- _TAREFA OBRIGATÓRIA A_:
Responda com base no texto sobre a publicidade oficial do governo Kirchner:
(i) Como o governo considera o grupo Clarín?
(ii) Segundo dados oficiais, quanto o governo destina hoje em publicidade oficial para meios alinhados a ele?
(iii) Segundo consultorias privadas e pesquisas dos jornais opositores, que marca esse valor superou em 2012?

Friday, 22 de November de 2024 ISSN 1519-7670 - Ano 24 - nº 1315

Cristina ajuda mídia amiga com anúncios do governo

Às vésperas de ver concretizar-se a Lei de Mídia, sua mais dura ofensiva contra o grupo opositor Clarín, que considera um “monopólio”, o governo da presidente Cristina Kirchner investe pesado na formação de sua própria rede de TVs abertas e fechadas, jornais, revistas e sites. Segundo dados oficiais, o governo kirchnerista destina hoje 606 milhões de pesos em publicidade oficial para meios alinhados ao governo. Já segundo consultorias privadas, como a Monitor (Ibope), e pesquisas realizadas pelos jornais opositores, esse valor superou, em 2012, a marca de 1 bilhão de pesos.

- _MATERIAL DO EXERCÍCIO_:
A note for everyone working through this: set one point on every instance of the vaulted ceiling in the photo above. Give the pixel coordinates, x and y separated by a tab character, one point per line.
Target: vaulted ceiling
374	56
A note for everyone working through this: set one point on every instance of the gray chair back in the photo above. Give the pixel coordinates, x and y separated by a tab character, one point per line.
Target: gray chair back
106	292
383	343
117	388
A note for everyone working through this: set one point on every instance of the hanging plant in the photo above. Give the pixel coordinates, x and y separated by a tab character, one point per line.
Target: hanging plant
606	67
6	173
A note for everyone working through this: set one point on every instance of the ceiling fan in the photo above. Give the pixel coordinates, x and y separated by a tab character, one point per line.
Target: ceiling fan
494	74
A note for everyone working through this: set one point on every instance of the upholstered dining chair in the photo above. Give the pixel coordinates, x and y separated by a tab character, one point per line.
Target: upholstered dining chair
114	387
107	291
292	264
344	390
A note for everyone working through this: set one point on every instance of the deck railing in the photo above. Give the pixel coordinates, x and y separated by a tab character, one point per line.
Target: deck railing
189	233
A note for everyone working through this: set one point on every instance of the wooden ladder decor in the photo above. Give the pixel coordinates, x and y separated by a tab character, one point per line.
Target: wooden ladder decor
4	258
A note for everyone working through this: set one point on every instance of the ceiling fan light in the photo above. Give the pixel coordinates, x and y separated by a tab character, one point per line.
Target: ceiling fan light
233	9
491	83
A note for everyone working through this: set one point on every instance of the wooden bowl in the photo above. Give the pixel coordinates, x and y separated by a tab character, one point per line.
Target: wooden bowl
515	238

==

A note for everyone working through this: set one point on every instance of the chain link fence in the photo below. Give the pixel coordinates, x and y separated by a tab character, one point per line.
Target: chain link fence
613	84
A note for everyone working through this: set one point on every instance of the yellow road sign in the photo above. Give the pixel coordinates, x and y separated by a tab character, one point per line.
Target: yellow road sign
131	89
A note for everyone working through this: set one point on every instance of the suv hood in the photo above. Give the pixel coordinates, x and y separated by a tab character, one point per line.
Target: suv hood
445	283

- _TAREFA OBRIGATÓRIA B_: Por favor, localize nas entradas acima todas as linhas que contêm a palavra "bowl" e copie cada uma delas.

- _RESPOSTA A_:
(i) Como um "monopólio".
(ii) 606 milhões de pesos.
(iii) A marca de 1 bilhão de pesos.

- _RESPOSTA B_:
A note for everyone working through this: set one point on every instance of the wooden bowl in the photo above. Give the pixel coordinates, x and y separated by a tab character, one point per line.
Target: wooden bowl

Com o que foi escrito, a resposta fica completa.